Segment Start: Record excerpts

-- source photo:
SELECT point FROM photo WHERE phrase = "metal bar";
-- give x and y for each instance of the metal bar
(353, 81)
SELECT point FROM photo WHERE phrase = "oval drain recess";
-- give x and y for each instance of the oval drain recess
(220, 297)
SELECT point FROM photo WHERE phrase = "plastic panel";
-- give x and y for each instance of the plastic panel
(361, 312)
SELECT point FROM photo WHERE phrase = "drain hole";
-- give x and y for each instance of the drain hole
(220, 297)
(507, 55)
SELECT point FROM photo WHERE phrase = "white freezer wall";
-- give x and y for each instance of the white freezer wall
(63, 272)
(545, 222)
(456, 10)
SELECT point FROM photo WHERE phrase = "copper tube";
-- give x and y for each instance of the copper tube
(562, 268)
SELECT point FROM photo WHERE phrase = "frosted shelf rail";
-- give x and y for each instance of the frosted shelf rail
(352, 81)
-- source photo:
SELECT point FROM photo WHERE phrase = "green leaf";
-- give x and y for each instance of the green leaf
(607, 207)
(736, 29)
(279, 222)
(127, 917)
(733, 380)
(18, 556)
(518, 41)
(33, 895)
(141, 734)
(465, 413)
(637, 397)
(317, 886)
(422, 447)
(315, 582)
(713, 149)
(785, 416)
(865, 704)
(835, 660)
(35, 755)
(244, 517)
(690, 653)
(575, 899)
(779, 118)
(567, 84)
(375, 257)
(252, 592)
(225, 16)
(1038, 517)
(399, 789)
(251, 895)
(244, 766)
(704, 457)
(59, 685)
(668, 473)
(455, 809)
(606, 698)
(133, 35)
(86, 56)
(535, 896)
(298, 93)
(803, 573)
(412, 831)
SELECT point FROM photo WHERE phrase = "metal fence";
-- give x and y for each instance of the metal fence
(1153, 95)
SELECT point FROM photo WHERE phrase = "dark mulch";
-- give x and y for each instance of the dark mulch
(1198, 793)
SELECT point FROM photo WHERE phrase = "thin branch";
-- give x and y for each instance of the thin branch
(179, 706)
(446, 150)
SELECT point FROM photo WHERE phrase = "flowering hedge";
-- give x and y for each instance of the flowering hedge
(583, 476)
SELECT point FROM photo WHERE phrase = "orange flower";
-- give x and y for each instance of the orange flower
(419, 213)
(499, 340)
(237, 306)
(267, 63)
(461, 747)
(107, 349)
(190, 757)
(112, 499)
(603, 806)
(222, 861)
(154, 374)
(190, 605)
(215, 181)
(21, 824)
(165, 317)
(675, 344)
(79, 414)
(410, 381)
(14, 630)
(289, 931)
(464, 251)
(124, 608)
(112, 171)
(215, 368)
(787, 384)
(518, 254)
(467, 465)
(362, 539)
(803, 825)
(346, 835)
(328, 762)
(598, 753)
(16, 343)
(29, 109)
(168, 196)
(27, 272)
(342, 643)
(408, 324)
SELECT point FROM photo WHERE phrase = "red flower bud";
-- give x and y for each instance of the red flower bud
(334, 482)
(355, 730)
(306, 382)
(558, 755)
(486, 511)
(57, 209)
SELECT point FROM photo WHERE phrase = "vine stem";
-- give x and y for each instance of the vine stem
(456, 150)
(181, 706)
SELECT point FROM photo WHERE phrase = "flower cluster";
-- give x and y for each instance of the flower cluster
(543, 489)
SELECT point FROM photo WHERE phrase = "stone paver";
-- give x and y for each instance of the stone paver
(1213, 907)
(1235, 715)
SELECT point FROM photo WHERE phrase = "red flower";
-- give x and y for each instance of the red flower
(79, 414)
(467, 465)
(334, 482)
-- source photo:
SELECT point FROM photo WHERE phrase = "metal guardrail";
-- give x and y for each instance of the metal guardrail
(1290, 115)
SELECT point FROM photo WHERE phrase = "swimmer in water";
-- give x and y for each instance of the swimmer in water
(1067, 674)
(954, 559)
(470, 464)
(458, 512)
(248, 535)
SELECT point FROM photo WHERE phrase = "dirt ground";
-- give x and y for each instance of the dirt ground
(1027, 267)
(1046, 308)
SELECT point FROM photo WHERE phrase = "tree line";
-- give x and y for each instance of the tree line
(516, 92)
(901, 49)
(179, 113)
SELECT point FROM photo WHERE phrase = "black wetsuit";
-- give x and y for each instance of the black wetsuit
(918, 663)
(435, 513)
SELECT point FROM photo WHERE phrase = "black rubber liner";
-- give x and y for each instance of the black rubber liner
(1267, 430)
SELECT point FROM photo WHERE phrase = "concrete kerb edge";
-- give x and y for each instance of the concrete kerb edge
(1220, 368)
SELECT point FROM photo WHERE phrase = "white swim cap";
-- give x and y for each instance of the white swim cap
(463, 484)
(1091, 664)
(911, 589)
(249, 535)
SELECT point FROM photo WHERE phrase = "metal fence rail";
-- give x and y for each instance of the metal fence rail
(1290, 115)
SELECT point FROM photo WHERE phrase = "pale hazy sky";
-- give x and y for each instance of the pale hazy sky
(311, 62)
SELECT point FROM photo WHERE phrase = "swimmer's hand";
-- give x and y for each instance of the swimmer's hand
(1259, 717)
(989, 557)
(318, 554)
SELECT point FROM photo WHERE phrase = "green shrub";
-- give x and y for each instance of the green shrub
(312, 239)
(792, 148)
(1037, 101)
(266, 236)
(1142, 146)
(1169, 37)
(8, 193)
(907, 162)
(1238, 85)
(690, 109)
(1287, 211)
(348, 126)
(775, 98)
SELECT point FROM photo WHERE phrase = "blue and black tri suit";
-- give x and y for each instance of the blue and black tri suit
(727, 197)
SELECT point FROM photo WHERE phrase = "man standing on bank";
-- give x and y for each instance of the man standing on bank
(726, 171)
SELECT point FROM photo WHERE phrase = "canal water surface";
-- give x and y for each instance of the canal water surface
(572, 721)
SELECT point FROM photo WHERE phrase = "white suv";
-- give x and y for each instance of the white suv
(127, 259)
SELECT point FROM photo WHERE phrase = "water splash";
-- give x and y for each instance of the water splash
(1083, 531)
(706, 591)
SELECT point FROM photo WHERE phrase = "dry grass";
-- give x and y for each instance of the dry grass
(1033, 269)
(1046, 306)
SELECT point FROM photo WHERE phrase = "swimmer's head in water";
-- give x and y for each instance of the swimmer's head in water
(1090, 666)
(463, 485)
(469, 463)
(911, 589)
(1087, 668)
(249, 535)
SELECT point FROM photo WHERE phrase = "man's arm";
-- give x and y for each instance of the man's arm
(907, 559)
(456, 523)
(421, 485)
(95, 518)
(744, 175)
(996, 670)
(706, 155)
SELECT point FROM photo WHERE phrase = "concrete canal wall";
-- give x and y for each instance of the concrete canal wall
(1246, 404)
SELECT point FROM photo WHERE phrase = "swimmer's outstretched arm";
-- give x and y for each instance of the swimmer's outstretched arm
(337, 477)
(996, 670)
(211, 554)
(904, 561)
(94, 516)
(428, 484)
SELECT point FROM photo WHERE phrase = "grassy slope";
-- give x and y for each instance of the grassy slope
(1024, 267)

Segment End: Record excerpts

Return the whole of the data, character for character.

-- source photo:
SELECT point FROM photo WHERE phrase = "metal bar";
-- give x and y for each instance of the metal bar
(353, 81)
SELECT point FROM photo WHERE phrase = "oval drain recess";
-- give x and y for each instance of the oval drain recess
(220, 297)
SELECT point FROM photo WHERE phrase = "plastic panel";
-- give x and y for each instance of the plastic panel
(361, 312)
SELECT point FROM photo WHERE phrase = "drain hole";
-- give x and y for each instance of the drain hole
(220, 297)
(507, 55)
SELECT point FROM photo WHERE phrase = "white freezer wall";
-- give x and y for each instance of the white freezer wall
(63, 272)
(545, 222)
(456, 10)
SELECT point FROM photo WHERE phrase = "copper tube";
-- give x and y for each instance of the copper tube
(562, 268)
SELECT point FROM photo WHERE phrase = "frosted shelf rail";
-- give x and y for each instance of the frosted shelf rail
(352, 81)
-- source photo:
SELECT point FROM photo WHERE phrase = "green leaf";
-- give x and y for each instance of the green leaf
(607, 207)
(736, 29)
(279, 222)
(127, 917)
(733, 380)
(18, 556)
(518, 41)
(33, 895)
(141, 734)
(465, 413)
(637, 397)
(317, 886)
(422, 447)
(315, 582)
(713, 149)
(785, 416)
(865, 704)
(835, 660)
(35, 755)
(244, 517)
(690, 653)
(575, 899)
(779, 118)
(567, 84)
(375, 257)
(252, 592)
(225, 16)
(1038, 517)
(399, 789)
(251, 895)
(244, 766)
(704, 457)
(59, 685)
(668, 473)
(455, 809)
(606, 698)
(133, 35)
(86, 56)
(535, 896)
(298, 93)
(803, 573)
(412, 831)
SELECT point FROM photo WHERE phrase = "metal fence";
-- give x and y for each instance of the metal fence
(1153, 95)
SELECT point FROM photo WHERE phrase = "dark mulch";
-- give x and y for each instance of the dark mulch
(1198, 793)
SELECT point FROM photo WHERE phrase = "thin branch";
-- give x and y for each instance of the thin branch
(179, 706)
(446, 150)
SELECT point FROM photo WHERE phrase = "flowering hedge";
-- give x and y for each instance of the flowering hedge
(583, 476)
SELECT point FROM photo WHERE phrase = "orange flower";
-- give x and y for each instance of the orange flower
(419, 213)
(499, 340)
(237, 306)
(267, 63)
(461, 747)
(107, 349)
(190, 757)
(112, 499)
(603, 806)
(222, 861)
(154, 374)
(190, 605)
(215, 181)
(21, 824)
(165, 317)
(675, 344)
(79, 414)
(410, 381)
(14, 630)
(289, 931)
(464, 251)
(124, 608)
(112, 171)
(215, 368)
(787, 384)
(518, 254)
(467, 465)
(362, 539)
(803, 825)
(346, 835)
(328, 762)
(598, 753)
(16, 343)
(29, 109)
(168, 196)
(27, 272)
(342, 643)
(408, 324)
SELECT point FROM photo WHERE phrase = "red flower bud";
-- give x and y for each instance of the red flower bud
(334, 482)
(355, 730)
(306, 382)
(558, 755)
(486, 511)
(57, 209)
SELECT point FROM photo WHERE phrase = "vine stem";
-- give x and y for each instance of the vine stem
(456, 150)
(181, 706)
SELECT point FROM photo WHERE phrase = "flower cluster";
-- give x and y for each instance of the flower cluster
(543, 489)
SELECT point FROM photo WHERE phrase = "stone paver";
-- give x and y for each instance of the stone paver
(1213, 907)
(1235, 715)
SELECT point FROM photo WHERE phrase = "red flower";
-- give x and y for each instance of the red flower
(79, 414)
(467, 465)
(334, 482)
-- source photo:
SELECT point FROM photo WHERE phrase = "metal guardrail";
-- give x and y for each instance of the metal guardrail
(1290, 115)
SELECT point FROM photo WHERE phrase = "swimmer in water";
-- give x and y for each instance of the swimmer in water
(1067, 674)
(954, 559)
(470, 464)
(458, 512)
(248, 535)
SELECT point FROM photo WHERE phrase = "dirt ground";
-- give x and y for each instance of the dirt ground
(1027, 267)
(1046, 308)
SELECT point FROM photo WHERE phrase = "tree line";
-- give x and y for each instance of the tree line
(516, 92)
(901, 49)
(179, 113)
SELECT point FROM photo WHERE phrase = "black wetsuit";
-- give x and y for each instance of the black wetsuit
(918, 663)
(435, 513)
SELECT point FROM photo WHERE phrase = "black rubber liner";
-- give x and y for each instance of the black rubber liner
(1267, 430)
SELECT point FROM photo WHERE phrase = "concrete kerb edge";
-- give x and y for each instance of the concrete kerb edge
(1220, 368)
SELECT point FROM photo WHERE phrase = "white swim cap";
-- give x and y for each instance of the white swim cap
(463, 484)
(1091, 664)
(911, 589)
(249, 535)
SELECT point FROM photo WHERE phrase = "metal fence rail";
-- give x and y for each instance of the metal fence rail
(1290, 115)
SELECT point FROM photo WHERE phrase = "pale hazy sky";
-- give x and y for each instance of the pale hazy sky
(311, 62)
SELECT point FROM photo WHERE phrase = "swimmer's hand";
-- give x and y for each instance of the swimmer's hand
(1259, 717)
(989, 557)
(318, 554)
SELECT point FROM photo WHERE phrase = "green shrub";
-- give x and y for each instance of the green shrub
(312, 239)
(792, 148)
(1037, 101)
(266, 236)
(1142, 146)
(1169, 37)
(8, 193)
(907, 162)
(1238, 85)
(690, 109)
(1287, 211)
(348, 126)
(775, 98)
SELECT point FROM photo WHERE phrase = "blue and black tri suit";
-- give x and y for each instance of the blue and black tri suit
(727, 197)
SELECT point FROM photo WHERE phrase = "man standing on bank";
-- give x and y for each instance of the man standing on bank
(726, 171)
SELECT point FROM photo WHERE phrase = "canal water surface";
-- give x and y for each instance of the canal water surface
(572, 721)
SELECT point FROM photo WHERE phrase = "white suv";
-- give x and y for each instance of the white suv
(127, 259)
SELECT point FROM photo WHERE phrase = "water splash";
-- give x and y for each instance of the water splash
(1083, 531)
(706, 591)
SELECT point FROM photo WHERE phrase = "dry grass";
-- give x and y for each instance of the dry grass
(1033, 269)
(1046, 306)
SELECT point FROM photo WHERE phrase = "swimmer's head in water";
-- give x and y for each instance of the swimmer's head in water
(1090, 666)
(463, 485)
(469, 463)
(911, 589)
(1087, 668)
(249, 535)
SELECT point FROM photo WHERE phrase = "man's arm";
-- give x and y for each instance of the man's arm
(907, 559)
(456, 523)
(421, 485)
(95, 518)
(744, 175)
(996, 670)
(706, 155)
SELECT point FROM photo WHERE phrase = "concrete canal wall";
-- give x and y for each instance of the concrete canal wall
(1246, 404)
SELECT point FROM photo WHERE phrase = "swimmer's outstretched arm";
-- give x and y for each instance of the swimmer's outstretched arm
(337, 477)
(996, 670)
(211, 554)
(904, 561)
(94, 516)
(428, 484)
SELECT point FROM photo WHERE phrase = "grassy slope";
-- give x and y for each instance of the grassy slope
(1024, 267)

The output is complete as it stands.